§ Requirement:
Copy out all of the entries below, requests included, adding -43 to every bounding-box coordinate in the answers. Leave the picture out of your copy.

§ Records supplied:
· · ·

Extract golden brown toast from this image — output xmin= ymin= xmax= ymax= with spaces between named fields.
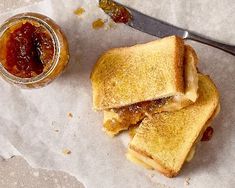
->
xmin=129 ymin=75 xmax=219 ymax=177
xmin=91 ymin=36 xmax=184 ymax=110
xmin=103 ymin=45 xmax=198 ymax=136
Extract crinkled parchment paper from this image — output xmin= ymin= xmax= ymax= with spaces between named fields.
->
xmin=0 ymin=0 xmax=235 ymax=188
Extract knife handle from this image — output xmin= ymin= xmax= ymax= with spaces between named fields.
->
xmin=184 ymin=31 xmax=235 ymax=55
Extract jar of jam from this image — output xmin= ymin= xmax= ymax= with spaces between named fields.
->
xmin=0 ymin=13 xmax=69 ymax=88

· · ·

§ Exercise response:
Extract golden brown toast from this image — output xmin= ymin= xmax= ymax= with spaces between named fields.
->
xmin=86 ymin=32 xmax=176 ymax=134
xmin=48 ymin=-7 xmax=141 ymax=67
xmin=60 ymin=2 xmax=155 ymax=93
Extract crinkled parchment paper from this image — output xmin= ymin= xmax= ymax= with spaces between named fields.
->
xmin=-43 ymin=-43 xmax=192 ymax=145
Extract knife handle from this image — output xmin= ymin= xmax= ymax= with spaces between named fields.
->
xmin=141 ymin=-12 xmax=192 ymax=12
Extract jar of jam from this image — output xmin= ymin= xmax= ymax= with spaces between named fields.
->
xmin=-43 ymin=-30 xmax=26 ymax=45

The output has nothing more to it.